Collection entries:
----

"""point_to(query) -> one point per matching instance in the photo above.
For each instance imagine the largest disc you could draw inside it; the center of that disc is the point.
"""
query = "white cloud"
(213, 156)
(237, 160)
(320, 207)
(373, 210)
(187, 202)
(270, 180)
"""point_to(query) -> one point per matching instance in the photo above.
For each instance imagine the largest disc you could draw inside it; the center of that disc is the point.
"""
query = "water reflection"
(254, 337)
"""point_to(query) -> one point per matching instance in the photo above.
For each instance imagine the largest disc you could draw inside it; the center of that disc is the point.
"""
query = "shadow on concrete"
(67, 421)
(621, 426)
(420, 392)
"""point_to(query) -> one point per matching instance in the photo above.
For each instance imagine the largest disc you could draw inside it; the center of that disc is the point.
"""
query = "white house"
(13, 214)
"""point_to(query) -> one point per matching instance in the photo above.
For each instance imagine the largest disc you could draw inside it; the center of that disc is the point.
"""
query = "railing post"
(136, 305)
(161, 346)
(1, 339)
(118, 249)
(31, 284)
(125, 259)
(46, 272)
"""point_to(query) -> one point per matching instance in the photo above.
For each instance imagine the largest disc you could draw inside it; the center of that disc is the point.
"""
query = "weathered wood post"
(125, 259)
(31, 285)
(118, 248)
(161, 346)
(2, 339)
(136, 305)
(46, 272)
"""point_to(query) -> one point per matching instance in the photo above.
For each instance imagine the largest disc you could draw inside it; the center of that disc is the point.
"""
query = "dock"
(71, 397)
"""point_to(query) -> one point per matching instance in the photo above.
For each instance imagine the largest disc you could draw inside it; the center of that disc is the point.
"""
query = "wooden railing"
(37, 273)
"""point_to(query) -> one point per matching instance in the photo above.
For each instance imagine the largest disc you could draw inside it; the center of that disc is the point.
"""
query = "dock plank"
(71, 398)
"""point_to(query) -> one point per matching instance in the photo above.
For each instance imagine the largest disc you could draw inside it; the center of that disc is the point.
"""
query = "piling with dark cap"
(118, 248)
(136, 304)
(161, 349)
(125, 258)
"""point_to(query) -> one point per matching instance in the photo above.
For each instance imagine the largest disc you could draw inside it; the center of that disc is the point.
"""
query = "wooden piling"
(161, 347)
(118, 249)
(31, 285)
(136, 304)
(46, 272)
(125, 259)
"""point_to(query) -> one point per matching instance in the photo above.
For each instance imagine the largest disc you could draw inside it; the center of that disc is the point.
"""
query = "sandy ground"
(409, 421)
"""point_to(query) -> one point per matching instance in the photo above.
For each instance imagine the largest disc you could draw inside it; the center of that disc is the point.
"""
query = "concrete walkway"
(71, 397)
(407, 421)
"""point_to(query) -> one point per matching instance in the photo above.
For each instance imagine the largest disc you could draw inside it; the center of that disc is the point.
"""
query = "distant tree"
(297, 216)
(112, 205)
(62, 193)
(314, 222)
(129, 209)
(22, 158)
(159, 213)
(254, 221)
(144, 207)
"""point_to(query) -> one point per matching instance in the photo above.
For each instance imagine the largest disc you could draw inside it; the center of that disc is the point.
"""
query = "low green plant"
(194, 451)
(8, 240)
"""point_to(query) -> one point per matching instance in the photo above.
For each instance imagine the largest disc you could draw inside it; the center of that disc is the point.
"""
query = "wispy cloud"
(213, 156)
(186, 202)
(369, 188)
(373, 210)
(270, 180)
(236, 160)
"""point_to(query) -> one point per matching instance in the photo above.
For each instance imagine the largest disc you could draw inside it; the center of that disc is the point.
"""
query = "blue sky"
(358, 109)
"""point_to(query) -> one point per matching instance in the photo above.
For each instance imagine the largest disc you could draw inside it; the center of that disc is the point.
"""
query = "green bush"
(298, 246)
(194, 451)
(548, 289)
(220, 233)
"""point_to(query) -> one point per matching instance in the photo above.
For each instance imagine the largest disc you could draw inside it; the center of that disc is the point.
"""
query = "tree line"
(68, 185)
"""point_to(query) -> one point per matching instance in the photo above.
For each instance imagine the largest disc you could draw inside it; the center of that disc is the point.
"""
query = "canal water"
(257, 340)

----

• [Task prompt] Your reply should consist of all the records, restated exactly.

• [Task solution]
"""point_to(query) -> one point per matching instance in the photo above.
For each instance imagine the largest disc you could draw inside it; the center of that disc is the point.
"""
query = "white cloud"
(213, 156)
(237, 160)
(320, 207)
(373, 210)
(187, 202)
(270, 180)
"""point_to(query) -> one point per matching instance in the photo above.
For each instance imagine the largest disc you could draw inside it; the center of that disc is the point.
"""
query = "water reflection"
(254, 337)
"""point_to(query) -> one point per matching instance in the photo above.
For each instance imagine the largest disc you could draw inside it; the center of that disc is the point.
"""
query = "shadow on concrete"
(67, 421)
(621, 426)
(420, 392)
"""point_to(query) -> one point per matching instance in the photo above.
For each instance imagine the largest disc you could draw inside it; the center of that disc is the point.
"""
query = "white house"
(13, 214)
"""point_to(query) -> one point per matching instance in the photo above.
For each instance imagine the largest disc you could draw inside it; the center of that disc is the point.
"""
query = "railing post"
(136, 305)
(161, 346)
(1, 339)
(118, 249)
(31, 284)
(125, 259)
(46, 272)
"""point_to(query) -> one point per matching instance in the photo above.
For each instance imagine the largest disc you could draw inside it; the center of that disc is the point.
"""
query = "weathered wood post"
(125, 259)
(31, 285)
(118, 248)
(161, 346)
(2, 339)
(136, 305)
(46, 272)
"""point_to(query) -> one point per matching instance in the photo above.
For each instance imagine the largest disc you could draw inside it; the center of that disc is the point.
"""
query = "dock"
(71, 397)
"""point_to(query) -> one point per matching instance in the photo above.
For each instance imagine the largest disc you could draw inside it; the center of that disc is the point.
"""
query = "wooden railing"
(37, 273)
"""point_to(query) -> one point per matching instance in the photo above.
For each instance imagine the largest disc you could draw inside it; the center of that disc is the point.
"""
query = "dock plank"
(71, 398)
"""point_to(query) -> one point per matching instance in the photo above.
For each instance imagine the largest disc you could draw inside it; the center of that disc is the point.
"""
query = "piling with dark cap"
(118, 248)
(136, 304)
(161, 349)
(125, 258)
"""point_to(query) -> one point per matching instance in the photo above.
For each instance imagine the largest disc you could draw inside it; the center of that disc is the point.
"""
query = "wooden piling"
(161, 347)
(118, 249)
(31, 285)
(136, 304)
(46, 272)
(125, 259)
"""point_to(query) -> one point per matching instance in the photo above.
For each instance imagine the largest disc you could draw inside it; the center of that disc is the point.
"""
query = "sandy ground"
(409, 421)
"""point_to(query) -> one point per matching instance in the photo above.
For each instance imagine the largest disc you could draw inside it; the center of that disc is the point.
"""
query = "concrete walkway"
(71, 397)
(407, 421)
"""point_to(query) -> one point per matching instance in the photo above.
For each instance imagine the largest disc you could draw inside it; the center of that disc is the point.
"""
query = "distant tree"
(297, 216)
(112, 205)
(62, 193)
(314, 222)
(129, 209)
(22, 158)
(159, 213)
(254, 221)
(144, 207)
"""point_to(query) -> one point per matching instance in the photo above.
For each instance imagine the largest disc you could draw inside it; the center of that disc is the point.
"""
query = "low green plant"
(194, 451)
(8, 240)
"""point_to(query) -> one point per matching instance in the photo above.
For each instance imagine the largest disc you could draw inside it; the center of that disc is the point.
"""
query = "wispy cloud"
(213, 156)
(186, 202)
(369, 188)
(373, 210)
(270, 180)
(236, 160)
"""point_to(query) -> one point per matching instance in the photo above.
For each instance imagine the largest disc you could draw inside it; the center of that disc is the point.
"""
query = "blue sky"
(358, 109)
"""point_to(query) -> one point per matching instance in the photo above.
For each instance imagine the largest disc you could draw inside it; the center of that disc is the point.
"""
query = "green bush"
(298, 246)
(194, 451)
(548, 289)
(220, 233)
"""point_to(query) -> one point per matching instance in the photo above.
For each instance imagine the largest disc you could draw inside it; the center of that disc is the point.
"""
query = "tree line"
(68, 185)
"""point_to(query) -> one point per matching instance in the photo above.
For each instance imagine the largest disc you could draw inside it; the center of that disc is the point.
"""
query = "canal water"
(257, 340)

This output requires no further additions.